DATA SHOWN:
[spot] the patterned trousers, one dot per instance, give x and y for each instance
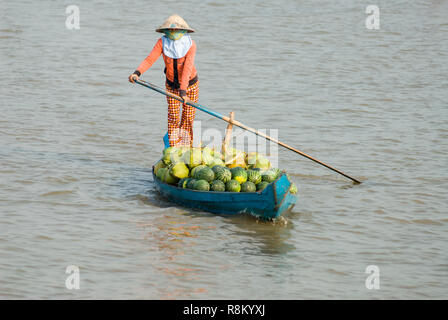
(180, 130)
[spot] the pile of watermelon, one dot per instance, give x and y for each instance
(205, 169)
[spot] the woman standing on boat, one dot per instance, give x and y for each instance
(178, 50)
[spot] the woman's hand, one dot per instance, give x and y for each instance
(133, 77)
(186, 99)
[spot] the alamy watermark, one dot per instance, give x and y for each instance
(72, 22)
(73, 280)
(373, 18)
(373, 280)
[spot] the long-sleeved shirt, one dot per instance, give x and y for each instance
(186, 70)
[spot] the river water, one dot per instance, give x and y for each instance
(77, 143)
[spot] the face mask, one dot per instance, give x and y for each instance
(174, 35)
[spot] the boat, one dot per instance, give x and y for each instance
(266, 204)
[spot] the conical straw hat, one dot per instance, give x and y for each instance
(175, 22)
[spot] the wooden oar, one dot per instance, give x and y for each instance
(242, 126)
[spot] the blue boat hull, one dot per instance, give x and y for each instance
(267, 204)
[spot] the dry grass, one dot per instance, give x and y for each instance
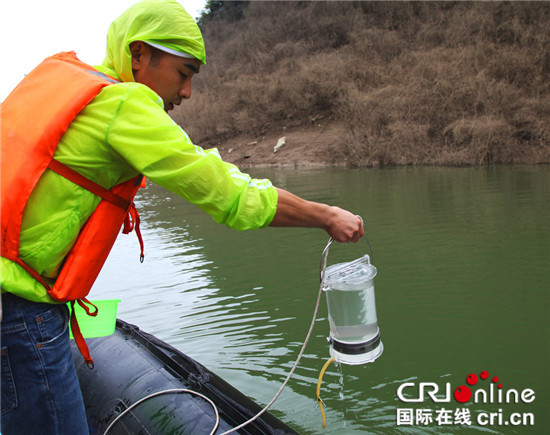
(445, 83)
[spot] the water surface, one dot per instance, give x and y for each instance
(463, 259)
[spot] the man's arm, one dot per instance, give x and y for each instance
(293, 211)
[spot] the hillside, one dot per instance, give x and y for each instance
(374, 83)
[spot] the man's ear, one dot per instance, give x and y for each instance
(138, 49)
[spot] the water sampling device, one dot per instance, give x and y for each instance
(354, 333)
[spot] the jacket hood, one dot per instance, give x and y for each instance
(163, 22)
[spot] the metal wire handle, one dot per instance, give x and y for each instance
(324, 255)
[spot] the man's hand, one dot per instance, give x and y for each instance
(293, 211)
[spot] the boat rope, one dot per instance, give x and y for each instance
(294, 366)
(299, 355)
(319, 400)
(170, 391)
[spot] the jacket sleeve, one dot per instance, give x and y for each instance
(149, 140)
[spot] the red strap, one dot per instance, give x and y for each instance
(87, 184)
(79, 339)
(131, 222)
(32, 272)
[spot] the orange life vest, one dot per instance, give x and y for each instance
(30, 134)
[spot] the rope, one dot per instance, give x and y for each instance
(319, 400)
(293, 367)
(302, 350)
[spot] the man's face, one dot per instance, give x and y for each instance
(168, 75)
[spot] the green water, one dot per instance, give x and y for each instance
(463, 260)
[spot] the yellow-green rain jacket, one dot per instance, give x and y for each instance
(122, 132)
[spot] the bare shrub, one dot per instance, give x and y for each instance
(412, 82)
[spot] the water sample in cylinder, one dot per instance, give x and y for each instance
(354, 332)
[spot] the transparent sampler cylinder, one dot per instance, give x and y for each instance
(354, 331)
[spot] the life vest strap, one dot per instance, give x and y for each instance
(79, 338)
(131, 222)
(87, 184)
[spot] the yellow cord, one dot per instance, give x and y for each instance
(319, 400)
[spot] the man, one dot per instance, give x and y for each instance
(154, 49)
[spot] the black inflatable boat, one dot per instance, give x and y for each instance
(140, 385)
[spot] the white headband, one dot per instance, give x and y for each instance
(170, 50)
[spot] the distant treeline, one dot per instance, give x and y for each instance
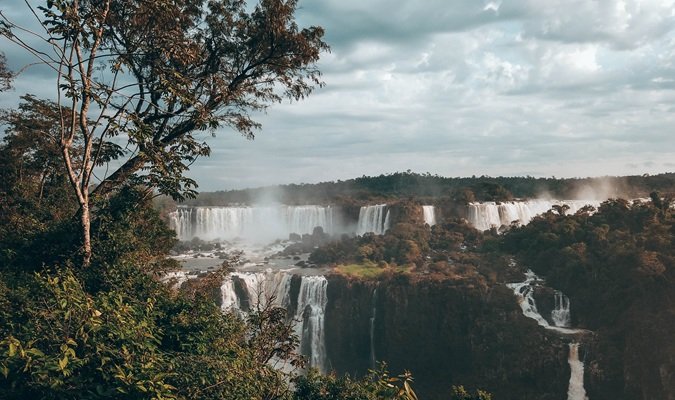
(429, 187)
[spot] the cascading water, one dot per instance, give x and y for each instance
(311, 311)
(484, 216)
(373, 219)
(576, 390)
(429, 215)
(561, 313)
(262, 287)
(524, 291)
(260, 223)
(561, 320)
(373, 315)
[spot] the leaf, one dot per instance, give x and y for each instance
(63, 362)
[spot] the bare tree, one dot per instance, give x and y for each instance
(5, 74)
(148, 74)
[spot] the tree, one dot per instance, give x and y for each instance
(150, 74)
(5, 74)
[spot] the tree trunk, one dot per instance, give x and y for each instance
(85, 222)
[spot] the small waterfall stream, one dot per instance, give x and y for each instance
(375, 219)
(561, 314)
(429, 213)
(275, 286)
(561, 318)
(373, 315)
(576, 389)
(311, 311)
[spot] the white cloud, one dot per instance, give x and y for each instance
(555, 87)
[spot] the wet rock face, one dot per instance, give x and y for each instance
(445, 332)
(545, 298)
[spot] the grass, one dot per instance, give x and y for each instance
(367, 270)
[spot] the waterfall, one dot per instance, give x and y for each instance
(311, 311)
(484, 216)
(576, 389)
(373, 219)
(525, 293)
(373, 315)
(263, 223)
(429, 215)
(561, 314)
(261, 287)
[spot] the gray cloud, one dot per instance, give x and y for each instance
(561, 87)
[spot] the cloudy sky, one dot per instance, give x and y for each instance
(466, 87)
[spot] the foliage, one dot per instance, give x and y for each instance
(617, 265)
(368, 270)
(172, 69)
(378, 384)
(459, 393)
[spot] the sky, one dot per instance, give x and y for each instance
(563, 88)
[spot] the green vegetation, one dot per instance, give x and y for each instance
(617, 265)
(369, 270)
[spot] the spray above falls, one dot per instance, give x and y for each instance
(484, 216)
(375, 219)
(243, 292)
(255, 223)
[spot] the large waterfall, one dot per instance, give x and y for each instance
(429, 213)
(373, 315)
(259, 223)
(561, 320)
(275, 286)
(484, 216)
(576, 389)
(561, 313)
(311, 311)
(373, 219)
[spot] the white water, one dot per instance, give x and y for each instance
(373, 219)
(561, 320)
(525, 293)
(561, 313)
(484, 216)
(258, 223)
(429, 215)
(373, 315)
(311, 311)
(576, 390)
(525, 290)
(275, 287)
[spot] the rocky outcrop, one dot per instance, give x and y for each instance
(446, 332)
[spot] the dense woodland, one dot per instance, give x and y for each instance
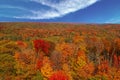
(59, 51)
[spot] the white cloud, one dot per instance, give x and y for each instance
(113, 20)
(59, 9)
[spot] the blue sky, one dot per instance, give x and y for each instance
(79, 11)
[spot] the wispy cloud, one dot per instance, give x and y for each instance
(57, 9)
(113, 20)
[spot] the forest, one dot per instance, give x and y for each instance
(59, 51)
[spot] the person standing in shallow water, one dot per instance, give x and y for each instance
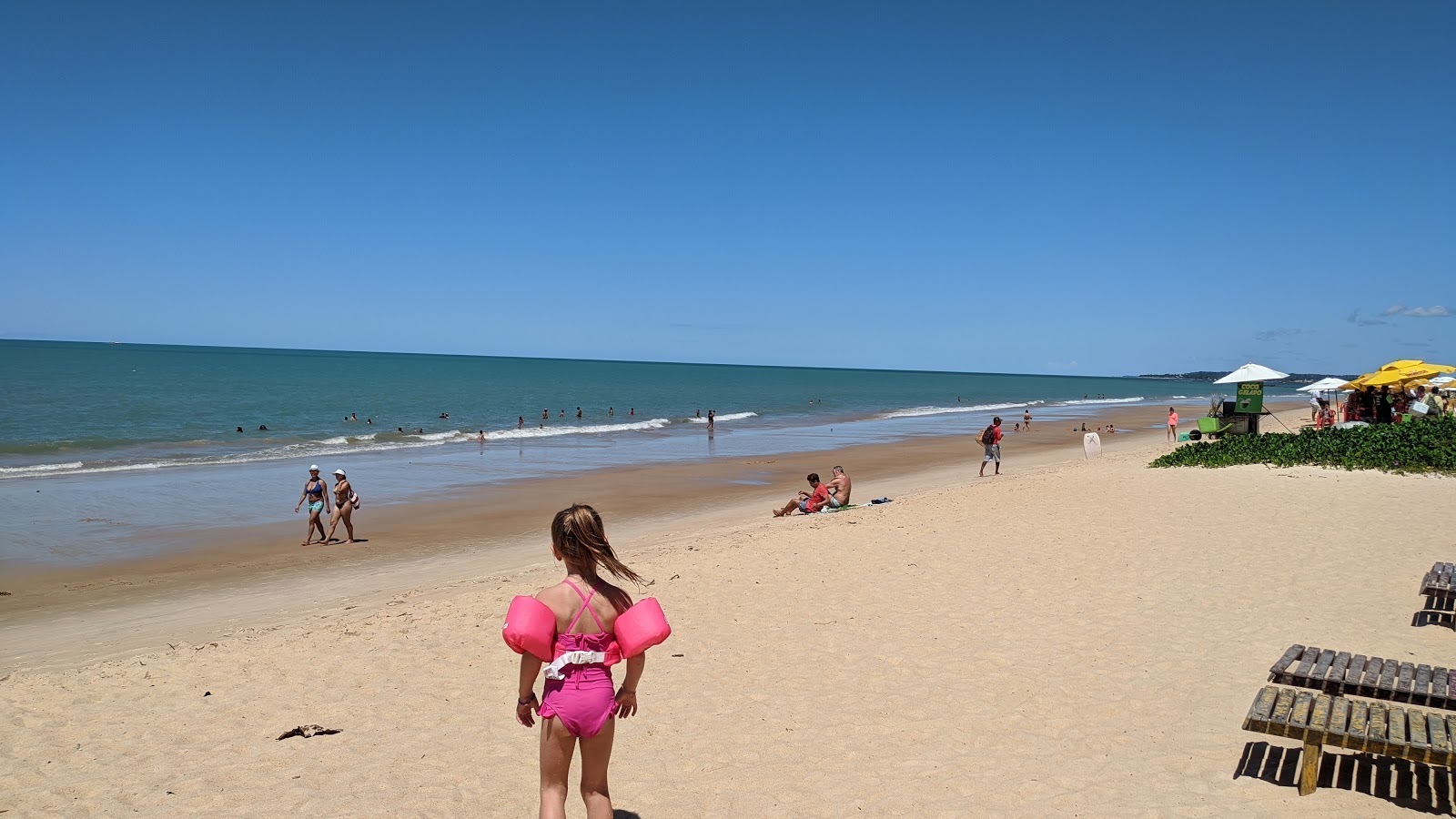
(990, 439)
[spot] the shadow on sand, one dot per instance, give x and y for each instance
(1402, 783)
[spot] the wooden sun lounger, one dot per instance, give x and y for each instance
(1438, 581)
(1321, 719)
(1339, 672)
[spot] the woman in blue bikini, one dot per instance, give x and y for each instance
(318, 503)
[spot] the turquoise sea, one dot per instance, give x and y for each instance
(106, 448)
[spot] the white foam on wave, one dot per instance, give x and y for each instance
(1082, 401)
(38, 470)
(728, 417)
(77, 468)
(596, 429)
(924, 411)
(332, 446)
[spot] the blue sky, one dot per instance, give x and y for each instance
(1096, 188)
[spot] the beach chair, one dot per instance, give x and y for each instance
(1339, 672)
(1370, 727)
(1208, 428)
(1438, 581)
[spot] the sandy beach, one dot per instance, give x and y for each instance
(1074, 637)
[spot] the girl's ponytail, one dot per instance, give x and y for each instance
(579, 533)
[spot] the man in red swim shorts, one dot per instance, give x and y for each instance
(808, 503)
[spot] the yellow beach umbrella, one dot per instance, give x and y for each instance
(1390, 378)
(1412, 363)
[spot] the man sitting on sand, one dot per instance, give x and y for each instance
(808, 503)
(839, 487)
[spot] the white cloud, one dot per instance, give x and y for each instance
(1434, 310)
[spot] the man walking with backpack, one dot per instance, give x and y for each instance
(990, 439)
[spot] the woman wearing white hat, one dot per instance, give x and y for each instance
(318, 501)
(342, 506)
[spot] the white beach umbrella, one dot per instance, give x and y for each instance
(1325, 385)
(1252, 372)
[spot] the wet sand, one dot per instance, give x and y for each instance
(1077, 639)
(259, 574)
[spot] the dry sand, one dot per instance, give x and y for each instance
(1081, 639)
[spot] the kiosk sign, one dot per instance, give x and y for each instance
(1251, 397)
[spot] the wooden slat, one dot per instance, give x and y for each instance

YOUR GOAL: Set down all the entries exactly as they appear, but skip any pictures.

SOLUTION BELOW:
[spot] the patterned trousers, one dot per instance, give x and y for each instance
(180, 130)
[spot] the pile of watermelon, one dot per instance, give x and y for each instance
(205, 169)
[spot] the woman standing on boat, one dot per instance, give x and y for each instance
(178, 50)
[spot] the woman's hand, one dot per instance, give x and y for each instance
(133, 77)
(186, 99)
[spot] the alamy watermark, one dot per instance, give x and y for each instance
(72, 22)
(73, 280)
(373, 18)
(373, 280)
[spot] the long-sleeved shirt, one dot per instance, give x and y for each instance
(186, 70)
[spot] the river water, one dot per instance, give x and y for each instance
(77, 143)
[spot] the face mask, one dot per instance, give x and y for each instance
(174, 35)
[spot] the boat, one dot per instance, give x and y for each instance
(266, 204)
[spot] the conical straw hat, one dot per instance, give x and y for each instance
(175, 22)
[spot] the wooden oar, one dot per instance, give x and y for each instance
(242, 126)
[spot] the blue boat hull, one dot per instance, give x and y for each instance
(267, 204)
[spot] the dry grass, one dot per instance, give x and y for each instance
(445, 83)
[spot] the water surface, one dot per instance, give x and y for each instance
(463, 259)
[spot] the man's arm, one dot per instance, give x and y for each instance
(293, 211)
[spot] the hillside, one dot per instance, give x and y for each instance
(374, 83)
[spot] the man's ear, one dot per instance, give x and y for each instance
(138, 49)
[spot] the water sampling device, one dot per instance, give x and y for each instance
(354, 333)
[spot] the jacket hood, one dot per instance, give x and y for each instance
(163, 22)
[spot] the metal wire handle, one dot per instance, give x and y for each instance
(324, 255)
[spot] the man's hand, one dot per instance, give x and y for each instance
(293, 211)
[spot] the boat rope, one dot per instance, give x and y for each instance
(294, 366)
(299, 355)
(319, 400)
(170, 391)
[spot] the jacket sleeve, one dot per instance, give x and y for each instance
(149, 140)
[spot] the red strap, one dot per instance, give x and y for each instance
(87, 184)
(79, 339)
(131, 222)
(32, 272)
[spot] the orange life vest, one dot per instance, give x and y for each instance
(30, 134)
[spot] the rope, one dot per instance, give x and y for each instance
(319, 400)
(293, 367)
(302, 350)
[spot] the man's face, one dot per instance, give x and y for each instance
(168, 75)
[spot] the green water, one dot per instance, give x and y for each instance
(463, 260)
[spot] the yellow-green rain jacket, one dot per instance, give x and y for each instance
(122, 132)
[spot] the bare shrub, one dot per instance, give x and y for each instance
(412, 82)
[spot] the water sample in cylinder, one dot per instance, give x and y for each instance
(354, 332)
[spot] the transparent sampler cylinder, one dot per instance, give x and y for each instance
(354, 331)
[spot] the life vest strap, one dot per instance, give x and y for each instance
(79, 338)
(131, 222)
(87, 184)
[spot] the yellow cord, one dot per instance, give x and y for each instance
(319, 400)
[spot] the man, one dot per instance, give x and y for each instance
(154, 49)
[spot] the black inflatable boat, one dot per instance, give x and y for each instance
(140, 385)
[spot] the white headband, one dot per instance, give x and y for each instance
(170, 50)
[spot] the distant treeline, one dot per instance, give x and y for each instance
(429, 187)
[spot] the cascading water, one dot per instance, give x and y for each instance
(311, 311)
(484, 216)
(373, 219)
(576, 390)
(429, 215)
(561, 313)
(262, 287)
(524, 291)
(260, 223)
(561, 320)
(373, 315)
[spot] the leaf, one dot per instance, give x and y for each instance
(63, 362)
[spot] the bare tree, one dot per instance, give x and y for each instance
(5, 74)
(148, 74)
[spot] the tree, one dot per instance, give x and y for each instance
(150, 74)
(5, 74)
[spot] the tree trunk, one dot per instance, give x and y for each instance
(85, 222)
[spot] the small waterfall stream, one dot per instance, give x and y for each instance
(375, 219)
(561, 314)
(429, 213)
(275, 286)
(561, 318)
(373, 315)
(576, 389)
(311, 311)
[spot] the white cloud, one dot per instance, give x and y for each instance
(555, 87)
[spot] the wet rock face, one dot per instance, give x and y for each instance
(445, 332)
(545, 298)
[spot] the grass, one dot per instance, give x and y for each instance
(367, 270)
[spot] the waterfall, one dot per instance, give x and y for each instance
(311, 311)
(484, 216)
(576, 389)
(373, 219)
(525, 293)
(373, 315)
(263, 223)
(429, 215)
(561, 314)
(261, 287)
[spot] the gray cloud, one dot per instance, give x and y for each instance
(561, 87)
[spot] the cloudy sky, one dot per instance, give x and y for each instance
(466, 87)
[spot] the foliage, one dot per instance, give x and y for each instance
(617, 265)
(368, 270)
(172, 69)
(378, 384)
(459, 393)
[spot] the sky, one dot per instance, give x and y for each instance
(563, 88)
[spot] the green vegetation, one dot per instance, give x and y for each instance
(617, 265)
(369, 270)
[spot] the spray above falls, one dot per instance, give x and y for each instance
(484, 216)
(375, 219)
(243, 292)
(255, 223)
[spot] the large waterfall, one dot per instance, give x and y for each instance
(429, 213)
(373, 315)
(259, 223)
(561, 320)
(275, 286)
(484, 216)
(576, 389)
(561, 313)
(311, 311)
(373, 219)
[spot] the white water, one dot per instance, give x and y for each instance
(373, 219)
(561, 320)
(525, 293)
(561, 313)
(484, 216)
(258, 223)
(429, 215)
(373, 315)
(311, 311)
(576, 390)
(525, 290)
(275, 287)
[spot] the rocky outcrop, one dot per instance, give x and y for each instance
(446, 332)
[spot] the dense woodland, one dot per instance, give x and y for each instance
(59, 51)
[spot] the white cloud, one dot per instance, give x and y for each instance
(113, 20)
(59, 9)
[spot] the blue sky, one dot per instance, give x and y for each instance
(79, 11)
[spot] the wispy cloud, one dot per instance, give x and y for each instance
(57, 9)
(113, 20)
[spot] the forest, one dot per instance, give x and y for each instance
(59, 51)
[spot] the person standing in shallow water, one dot per instance, give x and y for each instance
(990, 439)
[spot] the shadow on sand, one dot per instance, give x and y for each instance
(1402, 783)
[spot] the wooden sun lounger, one dot per instance, give x and y for each instance
(1438, 581)
(1321, 719)
(1339, 672)
[spot] the woman in blue bikini, one dot per instance, give x and y for each instance
(318, 503)
[spot] the turquoise sea, one dot per instance, give x and y for each instance
(106, 448)
[spot] the white foam on wave, one dot per instance, give x and y for each instance
(1082, 401)
(38, 470)
(728, 417)
(77, 468)
(596, 429)
(924, 411)
(332, 446)
[spot] the blue sky, one dot per instance, give x and y for each instance
(1096, 188)
[spot] the beach chair, one dot per instance, give x and y for each instance
(1339, 672)
(1370, 727)
(1208, 428)
(1438, 581)
[spot] the sandy beach, one dot per instance, give x and y for each instance
(1074, 637)
[spot] the girl's ponytail, one dot per instance, give x and y for each instance
(579, 533)
[spot] the man in red swim shorts, one dot per instance, give x and y for each instance
(808, 503)
[spot] the yellow beach umbrella, one dot per instance, give x and y for each instance
(1390, 378)
(1412, 363)
[spot] the man sitting on sand, one dot per instance, give x and y for each instance
(808, 503)
(839, 487)
[spot] the white cloud, one dot per instance, give x and y for each instance
(1434, 310)
[spot] the man walking with backpack, one dot per instance, give x and y for each instance
(990, 439)
[spot] the woman wearing white hat, one dot per instance, give x and y for each instance
(318, 501)
(342, 506)
[spot] the white beach umbrella, one dot per instance, give x and y for each instance
(1325, 385)
(1252, 372)
[spot] the wet sand, one dot per instance, give x and y for each instance
(1077, 639)
(259, 574)
[spot] the dry sand, one dot per instance, give x and y for each instance
(1081, 639)
[spot] the kiosk sign, one dot per instance, give x and y for each instance
(1251, 397)
[spot] the wooden slat, one dot per instance, give x and y for each instance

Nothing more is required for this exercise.